**Source records**
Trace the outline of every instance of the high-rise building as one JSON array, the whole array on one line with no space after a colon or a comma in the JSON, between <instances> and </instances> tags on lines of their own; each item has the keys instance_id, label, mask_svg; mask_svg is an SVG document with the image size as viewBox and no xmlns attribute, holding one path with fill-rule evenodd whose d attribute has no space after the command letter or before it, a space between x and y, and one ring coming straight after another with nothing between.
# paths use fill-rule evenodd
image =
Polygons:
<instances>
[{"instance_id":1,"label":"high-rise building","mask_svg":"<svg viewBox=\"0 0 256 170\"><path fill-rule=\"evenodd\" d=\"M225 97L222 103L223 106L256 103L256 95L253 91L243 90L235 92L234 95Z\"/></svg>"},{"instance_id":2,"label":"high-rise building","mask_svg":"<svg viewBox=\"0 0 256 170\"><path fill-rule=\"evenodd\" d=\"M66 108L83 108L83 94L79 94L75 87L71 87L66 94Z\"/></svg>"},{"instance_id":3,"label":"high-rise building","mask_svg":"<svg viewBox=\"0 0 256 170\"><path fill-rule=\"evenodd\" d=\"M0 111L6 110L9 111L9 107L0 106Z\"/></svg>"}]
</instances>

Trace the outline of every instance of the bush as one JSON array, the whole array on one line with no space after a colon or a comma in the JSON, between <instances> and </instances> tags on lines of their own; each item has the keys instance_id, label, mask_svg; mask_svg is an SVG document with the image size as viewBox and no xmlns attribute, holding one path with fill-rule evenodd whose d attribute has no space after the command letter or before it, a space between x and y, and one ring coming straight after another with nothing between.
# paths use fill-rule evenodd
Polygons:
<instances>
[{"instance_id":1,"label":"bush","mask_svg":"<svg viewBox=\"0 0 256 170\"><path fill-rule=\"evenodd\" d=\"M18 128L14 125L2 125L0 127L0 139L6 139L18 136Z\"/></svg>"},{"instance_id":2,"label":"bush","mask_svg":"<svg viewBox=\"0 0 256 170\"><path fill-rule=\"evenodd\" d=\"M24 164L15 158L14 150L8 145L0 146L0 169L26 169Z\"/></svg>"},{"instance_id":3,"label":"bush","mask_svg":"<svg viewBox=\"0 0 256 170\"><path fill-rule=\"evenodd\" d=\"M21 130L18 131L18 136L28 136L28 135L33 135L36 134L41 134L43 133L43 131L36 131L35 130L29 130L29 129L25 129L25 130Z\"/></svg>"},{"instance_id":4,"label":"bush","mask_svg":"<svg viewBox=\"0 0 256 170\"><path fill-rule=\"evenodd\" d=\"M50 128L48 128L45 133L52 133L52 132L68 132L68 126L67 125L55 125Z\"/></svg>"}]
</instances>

**Exercise**
Copy out both entries above word for word, every line from start to finish.

**Answer to the problem**
Trace the outline of every instance of the high-rise building as one JSON array, the whole array on one line with no space after a colon or a comma in the JSON, between <instances> and </instances> tags on lines of their own; each item has the keys instance_id, label, mask_svg; mask_svg is an SVG document with the image size as viewBox and no xmlns attribute, holding one path with fill-rule evenodd whose d attribute has no space after the command letter or before it, a space between x and y, and one ring coming straight after another with nothing between.
# paths use fill-rule evenodd
image =
Polygons:
<instances>
[{"instance_id":1,"label":"high-rise building","mask_svg":"<svg viewBox=\"0 0 256 170\"><path fill-rule=\"evenodd\" d=\"M225 97L222 103L223 106L256 103L256 95L253 91L243 90L235 92L234 95Z\"/></svg>"},{"instance_id":2,"label":"high-rise building","mask_svg":"<svg viewBox=\"0 0 256 170\"><path fill-rule=\"evenodd\" d=\"M66 108L83 108L83 94L79 94L75 87L71 87L66 94Z\"/></svg>"},{"instance_id":3,"label":"high-rise building","mask_svg":"<svg viewBox=\"0 0 256 170\"><path fill-rule=\"evenodd\" d=\"M0 111L6 110L9 111L9 107L0 106Z\"/></svg>"}]
</instances>

Trace the outline of every instance of the bush as one JSON array, the whole array on one line with no space after a colon or a comma in the JSON, between <instances> and </instances> tags on lines of their own; each item has the keys instance_id, label, mask_svg; mask_svg is an SVG document with the image size as viewBox and no xmlns attribute, holding one path with fill-rule evenodd whose d attribute has no space after the command letter or before it, a space between x and y, and one ring coming straight after another with nothing between.
# paths use fill-rule evenodd
Polygons:
<instances>
[{"instance_id":1,"label":"bush","mask_svg":"<svg viewBox=\"0 0 256 170\"><path fill-rule=\"evenodd\" d=\"M18 128L14 125L2 125L0 127L0 139L6 139L18 136Z\"/></svg>"},{"instance_id":2,"label":"bush","mask_svg":"<svg viewBox=\"0 0 256 170\"><path fill-rule=\"evenodd\" d=\"M24 164L15 158L14 150L8 145L0 146L0 169L26 169Z\"/></svg>"},{"instance_id":3,"label":"bush","mask_svg":"<svg viewBox=\"0 0 256 170\"><path fill-rule=\"evenodd\" d=\"M21 130L18 131L18 136L28 136L28 135L33 135L36 134L41 134L43 133L43 131L36 131L35 130L29 130L29 129L25 129L25 130Z\"/></svg>"},{"instance_id":4,"label":"bush","mask_svg":"<svg viewBox=\"0 0 256 170\"><path fill-rule=\"evenodd\" d=\"M50 128L48 128L45 133L52 133L52 132L68 132L68 126L67 125L55 125Z\"/></svg>"}]
</instances>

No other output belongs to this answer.